> **What this exercise asks**:
(a) Name each addition that the Yahoo 360 article says the service brings beyond the features of Friendster-style social networking sites.
(b) Write out the Yahoo 360 article word for word, from "What *is *this" down to "new text-messaging tools.".

> **Excerpted passage**:
———

It's a blog. It's a dog. No, it's Yahoo 360! 

What *is *this service Yahoo unleashed on Tuesday, anyway? 

 Yahoo says it's designed to help you stay in touch with existing friends, 
not introduce you to strangers. But it feels a lot like Friendster and other 
social networking sites, with the addition of a blogging tool, a smattering 
of traditional Yahoo content and two odd new text-messaging tools.

Yahoo's service
(360.yahoo.com<http://us.rd.yahoo.com/dailynews/360/washpost/tc_washpost/storytext/a20468_2005apr2/14759499/*http://360.yahoo.com>),
released to a limited number of beta testers, lets people create personal 
online sites to share content with their friends and family members, such as 
photos, blogs, Yahoo music and movies they liked, Yahoo Groups they belong 
to, and restaurant reviews they've written in Yahoo Local (are you getting 
the idea that this is about promoting Yahoo?).

———

> **Dataset rows**:
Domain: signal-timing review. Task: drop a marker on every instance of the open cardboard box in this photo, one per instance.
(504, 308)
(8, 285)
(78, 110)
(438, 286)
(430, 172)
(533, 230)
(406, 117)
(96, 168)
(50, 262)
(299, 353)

———

> **Full solutions**:
(a)
- a blogging tool
- a smattering of traditional Yahoo content
- two odd new text-messaging tools

(b)
What *is *this service Yahoo unleashed on Tuesday, anyway? 

 Yahoo says it's designed to help you stay in touch with existing friends, 
not introduce you to strangers. But it feels a lot like Friendster and other 
social networking sites, with the addition of a blogging tool, a smattering 
of traditional Yahoo content and two odd new text-messaging tools.